Saat ini, salonnya masih memiliki pelanggan walaupun dalam satu pekan hanya ada satu orang. Biasanya di masa PSBB pelanggan mayoritas meminta potong rambut dan creambath. Oleh sebab itu, layanan perawatan yang peminatnya sedikit ia tangguhkan. Pendapatan itu ia hemat benar-benar untuk kehidupan sehari-hari. Jika harus berbelanja, hanya sebatas sayur dan lauk untuk dimakan bersama beras yang diperoleh dari bansos.
”Kebetulan obat-obatan untuk rambut masih ada. Nanti kalau sudah habis baru uang dari bantuan pemerintah saya pakai bertahap,” kata Ienes.
Berharap
Orang-orang yang telah mendaftar bantuan UMKM, tetapi belum diterima berharap ada gelombang kedua yang memungkinkan mereka memperoleh dana Rp 2,4 juta tersebut. Salah satunya adalah Dede Hermawan, penjual bakso di rusun Bidara Cina. Ia optimistis bahwa bantuan akan datang sehingga setiap pekan rutin mengecek ke laman tautan e-formulir BRI jika nomor kartu tanda penduduknya sudah masuk ke sistem penerimaan bantuan itu.
Demikian juga Sri Herlina Rizki, pemilik warung beras eceran dan Sofiah, pemilik warung makan di Bidara Cina. Mereka berharap bantuan juga bisa diberikan dan setiap hari berdoa agar nama mereka segera terdaftar di data BRI.

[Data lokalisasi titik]

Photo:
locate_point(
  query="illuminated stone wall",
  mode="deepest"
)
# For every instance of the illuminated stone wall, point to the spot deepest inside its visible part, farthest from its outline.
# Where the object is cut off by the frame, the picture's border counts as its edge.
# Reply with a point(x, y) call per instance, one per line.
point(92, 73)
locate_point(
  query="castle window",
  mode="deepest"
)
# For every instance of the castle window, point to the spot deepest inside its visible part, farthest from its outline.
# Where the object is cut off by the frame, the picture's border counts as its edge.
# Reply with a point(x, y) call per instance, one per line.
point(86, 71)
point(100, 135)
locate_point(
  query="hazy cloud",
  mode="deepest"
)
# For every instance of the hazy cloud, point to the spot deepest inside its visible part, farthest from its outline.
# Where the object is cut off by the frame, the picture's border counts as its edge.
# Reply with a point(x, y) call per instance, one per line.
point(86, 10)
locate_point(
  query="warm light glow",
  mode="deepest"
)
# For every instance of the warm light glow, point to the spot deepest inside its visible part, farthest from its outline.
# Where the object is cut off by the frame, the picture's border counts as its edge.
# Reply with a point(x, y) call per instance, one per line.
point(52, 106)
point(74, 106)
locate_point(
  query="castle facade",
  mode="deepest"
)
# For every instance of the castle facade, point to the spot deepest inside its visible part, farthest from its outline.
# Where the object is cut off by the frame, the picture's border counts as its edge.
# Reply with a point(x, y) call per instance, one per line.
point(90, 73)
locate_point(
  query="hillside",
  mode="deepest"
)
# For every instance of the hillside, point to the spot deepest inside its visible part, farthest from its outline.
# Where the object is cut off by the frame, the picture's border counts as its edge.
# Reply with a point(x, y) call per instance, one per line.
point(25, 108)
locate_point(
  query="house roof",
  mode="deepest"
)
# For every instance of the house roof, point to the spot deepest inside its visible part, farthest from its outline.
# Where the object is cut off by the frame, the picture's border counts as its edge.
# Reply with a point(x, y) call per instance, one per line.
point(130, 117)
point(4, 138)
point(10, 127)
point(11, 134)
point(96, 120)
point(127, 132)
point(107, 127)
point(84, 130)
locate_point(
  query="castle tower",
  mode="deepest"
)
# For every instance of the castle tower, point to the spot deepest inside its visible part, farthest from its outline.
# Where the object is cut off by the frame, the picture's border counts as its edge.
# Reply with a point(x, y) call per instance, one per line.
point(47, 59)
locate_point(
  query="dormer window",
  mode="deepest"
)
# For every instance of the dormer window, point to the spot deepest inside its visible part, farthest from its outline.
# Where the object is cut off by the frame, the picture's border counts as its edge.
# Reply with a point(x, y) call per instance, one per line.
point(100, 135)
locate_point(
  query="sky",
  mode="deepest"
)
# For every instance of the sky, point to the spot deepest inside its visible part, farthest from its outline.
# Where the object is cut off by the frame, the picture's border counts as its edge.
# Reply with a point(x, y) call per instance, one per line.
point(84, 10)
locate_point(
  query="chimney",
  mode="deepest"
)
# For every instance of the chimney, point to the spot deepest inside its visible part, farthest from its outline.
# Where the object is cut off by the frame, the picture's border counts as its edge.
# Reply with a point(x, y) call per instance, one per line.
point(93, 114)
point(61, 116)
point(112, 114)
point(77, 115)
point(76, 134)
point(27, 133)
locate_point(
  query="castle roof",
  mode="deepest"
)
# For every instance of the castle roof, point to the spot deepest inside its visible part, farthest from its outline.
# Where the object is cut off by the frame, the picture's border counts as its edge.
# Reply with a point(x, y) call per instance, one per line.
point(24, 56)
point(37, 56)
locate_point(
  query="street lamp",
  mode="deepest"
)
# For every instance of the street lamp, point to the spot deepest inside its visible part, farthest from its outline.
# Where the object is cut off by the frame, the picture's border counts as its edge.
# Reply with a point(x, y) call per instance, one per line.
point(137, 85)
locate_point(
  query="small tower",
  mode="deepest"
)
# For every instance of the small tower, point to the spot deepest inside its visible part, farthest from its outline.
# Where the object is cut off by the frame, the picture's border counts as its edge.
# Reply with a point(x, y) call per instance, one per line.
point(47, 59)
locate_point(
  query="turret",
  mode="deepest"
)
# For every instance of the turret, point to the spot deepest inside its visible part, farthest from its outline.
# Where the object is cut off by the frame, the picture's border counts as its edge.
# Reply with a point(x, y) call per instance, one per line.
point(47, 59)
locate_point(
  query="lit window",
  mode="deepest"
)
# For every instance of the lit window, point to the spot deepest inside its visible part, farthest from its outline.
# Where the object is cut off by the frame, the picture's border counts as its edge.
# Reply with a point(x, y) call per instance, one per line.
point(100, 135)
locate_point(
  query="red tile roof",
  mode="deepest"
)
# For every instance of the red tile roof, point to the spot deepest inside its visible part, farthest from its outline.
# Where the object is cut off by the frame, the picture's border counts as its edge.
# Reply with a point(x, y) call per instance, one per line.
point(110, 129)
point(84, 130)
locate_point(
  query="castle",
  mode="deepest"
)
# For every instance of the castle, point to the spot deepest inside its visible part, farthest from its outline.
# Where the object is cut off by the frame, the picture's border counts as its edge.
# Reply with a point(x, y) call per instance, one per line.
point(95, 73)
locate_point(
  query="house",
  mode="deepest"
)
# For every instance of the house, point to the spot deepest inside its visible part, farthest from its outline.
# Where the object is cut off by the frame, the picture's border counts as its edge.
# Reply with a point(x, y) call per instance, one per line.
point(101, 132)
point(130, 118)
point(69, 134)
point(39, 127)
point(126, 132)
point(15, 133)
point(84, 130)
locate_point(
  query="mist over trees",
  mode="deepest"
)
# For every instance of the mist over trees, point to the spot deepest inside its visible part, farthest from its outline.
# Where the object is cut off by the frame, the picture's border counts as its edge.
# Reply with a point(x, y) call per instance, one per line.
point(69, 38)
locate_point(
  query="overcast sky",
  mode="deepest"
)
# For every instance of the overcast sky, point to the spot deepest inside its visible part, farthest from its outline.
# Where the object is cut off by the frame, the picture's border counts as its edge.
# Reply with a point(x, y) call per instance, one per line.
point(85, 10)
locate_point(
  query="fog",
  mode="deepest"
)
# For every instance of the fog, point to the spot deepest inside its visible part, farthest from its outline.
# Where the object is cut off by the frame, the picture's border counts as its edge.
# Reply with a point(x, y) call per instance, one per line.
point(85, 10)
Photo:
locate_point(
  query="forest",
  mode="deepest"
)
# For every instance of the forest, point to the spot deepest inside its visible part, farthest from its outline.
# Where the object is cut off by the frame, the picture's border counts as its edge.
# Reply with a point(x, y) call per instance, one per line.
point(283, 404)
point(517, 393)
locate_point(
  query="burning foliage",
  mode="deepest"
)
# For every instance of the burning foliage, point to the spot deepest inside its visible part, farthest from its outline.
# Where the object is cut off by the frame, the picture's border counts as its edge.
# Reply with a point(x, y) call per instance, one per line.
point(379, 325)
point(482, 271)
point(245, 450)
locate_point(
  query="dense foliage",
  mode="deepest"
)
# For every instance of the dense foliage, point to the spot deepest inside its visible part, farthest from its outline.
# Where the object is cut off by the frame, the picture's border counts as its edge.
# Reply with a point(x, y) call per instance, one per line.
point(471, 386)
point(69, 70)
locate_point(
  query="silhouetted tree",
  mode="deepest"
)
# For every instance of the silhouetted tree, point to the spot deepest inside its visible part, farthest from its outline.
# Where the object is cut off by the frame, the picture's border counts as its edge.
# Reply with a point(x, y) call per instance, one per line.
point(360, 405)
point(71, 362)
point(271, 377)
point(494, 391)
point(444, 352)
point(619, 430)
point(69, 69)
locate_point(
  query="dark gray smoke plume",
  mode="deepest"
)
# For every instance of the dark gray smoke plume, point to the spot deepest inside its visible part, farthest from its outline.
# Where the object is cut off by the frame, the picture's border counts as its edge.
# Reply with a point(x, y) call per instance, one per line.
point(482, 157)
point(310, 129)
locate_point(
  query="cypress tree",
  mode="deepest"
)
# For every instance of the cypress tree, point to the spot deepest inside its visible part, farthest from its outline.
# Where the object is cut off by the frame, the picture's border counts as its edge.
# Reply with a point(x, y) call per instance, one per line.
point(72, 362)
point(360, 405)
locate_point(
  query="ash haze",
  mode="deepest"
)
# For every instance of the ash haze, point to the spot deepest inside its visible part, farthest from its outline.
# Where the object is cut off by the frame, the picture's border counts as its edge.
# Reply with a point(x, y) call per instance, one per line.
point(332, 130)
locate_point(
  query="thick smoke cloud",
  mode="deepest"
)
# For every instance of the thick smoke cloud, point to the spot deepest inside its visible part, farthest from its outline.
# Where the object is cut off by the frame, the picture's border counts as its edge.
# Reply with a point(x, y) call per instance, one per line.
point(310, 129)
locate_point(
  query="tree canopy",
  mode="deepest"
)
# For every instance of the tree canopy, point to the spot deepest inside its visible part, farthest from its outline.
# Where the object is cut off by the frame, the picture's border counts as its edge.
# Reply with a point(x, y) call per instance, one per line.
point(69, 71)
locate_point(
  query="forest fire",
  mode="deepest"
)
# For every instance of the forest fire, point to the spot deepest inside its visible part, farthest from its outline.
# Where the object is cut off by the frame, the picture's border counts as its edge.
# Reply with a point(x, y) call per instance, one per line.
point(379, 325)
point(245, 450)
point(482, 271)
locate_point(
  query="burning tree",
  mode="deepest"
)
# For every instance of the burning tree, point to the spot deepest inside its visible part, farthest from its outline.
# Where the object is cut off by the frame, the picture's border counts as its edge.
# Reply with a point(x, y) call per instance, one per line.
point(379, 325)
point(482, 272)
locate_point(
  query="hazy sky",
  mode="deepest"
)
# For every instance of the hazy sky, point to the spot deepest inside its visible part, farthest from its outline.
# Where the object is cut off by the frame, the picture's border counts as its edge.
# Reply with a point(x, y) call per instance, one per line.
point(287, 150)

• Uraian Latihan:
Teruskan teks tentang pelaku usaha kecil dan bantuan UMKM di masa PSBB, dimulai setelah kalimat terakhirnya. Catatan di atas diambil dari sumber yang berbeda.

• Jawaban Anda:
”Nanti duitnya mau buat bayar kontrakan rusun Rp 1 juta per bulan sama tagihan listrik Rp 160.000. Sisanya buat beli makanan buat keluarga,” kata Herlina. Adapun Dede dan Sofiah memilih menabung jika mendapat bantuan dan membelanjakannya secara bertahap jika memang diperlukan.
Pakar mikroekonometri dan kemiskinan Universitas Indonesia, Teguh Dartanto, menjelaskan bahwa budaya belanja masyarakat Indonesia berbeda dari di negara-negara maju. Di Amerika Serikat, misalnya, begitu pemerintah memberi stimulus fiskal, masyarakat ramai berbelanja sehingga ekonomi cepat berputar. Akan tetapi, di Indonesia naluri masyarakat di masa sulit dan tidak tertebak perkembangannya adalah berhemat secara besar-besaran.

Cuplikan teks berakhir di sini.